[Information given]
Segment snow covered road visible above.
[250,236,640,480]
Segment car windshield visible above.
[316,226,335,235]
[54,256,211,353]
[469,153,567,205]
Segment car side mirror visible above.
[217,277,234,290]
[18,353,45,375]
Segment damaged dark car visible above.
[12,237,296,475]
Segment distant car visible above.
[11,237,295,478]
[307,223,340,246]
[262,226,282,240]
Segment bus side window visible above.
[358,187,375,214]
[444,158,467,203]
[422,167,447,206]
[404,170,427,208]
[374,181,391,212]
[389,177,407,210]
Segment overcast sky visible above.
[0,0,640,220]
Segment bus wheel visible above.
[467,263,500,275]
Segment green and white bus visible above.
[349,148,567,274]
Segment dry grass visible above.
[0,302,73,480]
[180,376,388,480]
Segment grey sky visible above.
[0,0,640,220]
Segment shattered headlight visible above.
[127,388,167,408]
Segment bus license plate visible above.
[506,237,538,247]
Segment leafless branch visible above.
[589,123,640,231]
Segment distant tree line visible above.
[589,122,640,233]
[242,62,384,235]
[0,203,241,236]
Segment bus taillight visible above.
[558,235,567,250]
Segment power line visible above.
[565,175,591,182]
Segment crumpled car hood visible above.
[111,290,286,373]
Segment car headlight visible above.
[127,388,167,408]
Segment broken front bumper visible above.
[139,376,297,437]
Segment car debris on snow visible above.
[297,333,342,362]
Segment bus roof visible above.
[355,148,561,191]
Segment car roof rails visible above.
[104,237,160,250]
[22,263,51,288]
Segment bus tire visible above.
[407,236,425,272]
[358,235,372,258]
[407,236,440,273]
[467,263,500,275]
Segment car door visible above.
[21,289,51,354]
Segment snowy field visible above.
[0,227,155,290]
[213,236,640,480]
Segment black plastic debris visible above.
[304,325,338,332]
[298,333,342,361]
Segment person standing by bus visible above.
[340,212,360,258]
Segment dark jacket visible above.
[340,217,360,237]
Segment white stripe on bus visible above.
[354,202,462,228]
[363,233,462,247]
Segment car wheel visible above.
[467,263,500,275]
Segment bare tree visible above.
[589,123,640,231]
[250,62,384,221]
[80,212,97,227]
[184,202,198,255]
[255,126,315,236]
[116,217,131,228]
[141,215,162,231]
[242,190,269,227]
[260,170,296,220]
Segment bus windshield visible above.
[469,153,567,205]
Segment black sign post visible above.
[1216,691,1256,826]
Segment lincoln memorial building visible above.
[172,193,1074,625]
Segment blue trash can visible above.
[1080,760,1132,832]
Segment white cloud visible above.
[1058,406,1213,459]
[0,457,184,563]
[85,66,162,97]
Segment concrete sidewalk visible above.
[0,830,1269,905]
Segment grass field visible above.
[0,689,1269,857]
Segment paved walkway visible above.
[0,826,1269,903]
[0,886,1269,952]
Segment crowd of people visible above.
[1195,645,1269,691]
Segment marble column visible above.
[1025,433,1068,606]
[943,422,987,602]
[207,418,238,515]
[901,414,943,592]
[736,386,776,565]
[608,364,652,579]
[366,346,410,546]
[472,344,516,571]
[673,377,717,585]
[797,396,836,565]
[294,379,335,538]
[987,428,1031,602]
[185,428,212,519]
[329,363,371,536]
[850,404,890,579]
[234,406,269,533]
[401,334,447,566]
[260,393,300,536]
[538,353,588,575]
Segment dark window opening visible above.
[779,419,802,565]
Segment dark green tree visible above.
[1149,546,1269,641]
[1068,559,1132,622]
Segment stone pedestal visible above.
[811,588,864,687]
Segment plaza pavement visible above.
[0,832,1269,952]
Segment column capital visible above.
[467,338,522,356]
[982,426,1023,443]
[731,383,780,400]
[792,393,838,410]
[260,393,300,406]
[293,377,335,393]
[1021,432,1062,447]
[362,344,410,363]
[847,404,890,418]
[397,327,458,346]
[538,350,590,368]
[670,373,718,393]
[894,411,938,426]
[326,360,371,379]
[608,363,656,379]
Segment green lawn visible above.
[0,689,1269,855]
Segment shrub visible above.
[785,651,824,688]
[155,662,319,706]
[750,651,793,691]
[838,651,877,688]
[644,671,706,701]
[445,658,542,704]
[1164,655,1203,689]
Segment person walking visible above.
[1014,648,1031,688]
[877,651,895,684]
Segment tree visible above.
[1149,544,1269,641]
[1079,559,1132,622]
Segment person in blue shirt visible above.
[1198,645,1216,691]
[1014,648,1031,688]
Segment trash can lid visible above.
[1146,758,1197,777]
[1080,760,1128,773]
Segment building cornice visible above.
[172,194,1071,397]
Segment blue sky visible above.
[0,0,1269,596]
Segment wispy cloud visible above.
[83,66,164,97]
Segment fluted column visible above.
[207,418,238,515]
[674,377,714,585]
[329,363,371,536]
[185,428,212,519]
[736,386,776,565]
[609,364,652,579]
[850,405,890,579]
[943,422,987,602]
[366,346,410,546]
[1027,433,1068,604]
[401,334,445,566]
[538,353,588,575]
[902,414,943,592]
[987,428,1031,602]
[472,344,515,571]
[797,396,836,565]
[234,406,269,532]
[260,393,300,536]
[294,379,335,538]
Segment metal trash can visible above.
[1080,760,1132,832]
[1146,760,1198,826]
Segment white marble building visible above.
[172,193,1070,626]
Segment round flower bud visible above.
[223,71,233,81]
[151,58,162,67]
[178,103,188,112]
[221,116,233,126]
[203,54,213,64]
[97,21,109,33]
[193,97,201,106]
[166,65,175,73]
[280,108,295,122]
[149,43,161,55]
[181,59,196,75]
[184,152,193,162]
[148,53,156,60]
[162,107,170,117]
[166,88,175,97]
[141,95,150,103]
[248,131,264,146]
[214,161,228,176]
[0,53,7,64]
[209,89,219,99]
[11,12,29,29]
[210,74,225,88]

[Problem details] Count the lines in the items above that contain the word "building", and reply with only that number.

[Exercise response] 3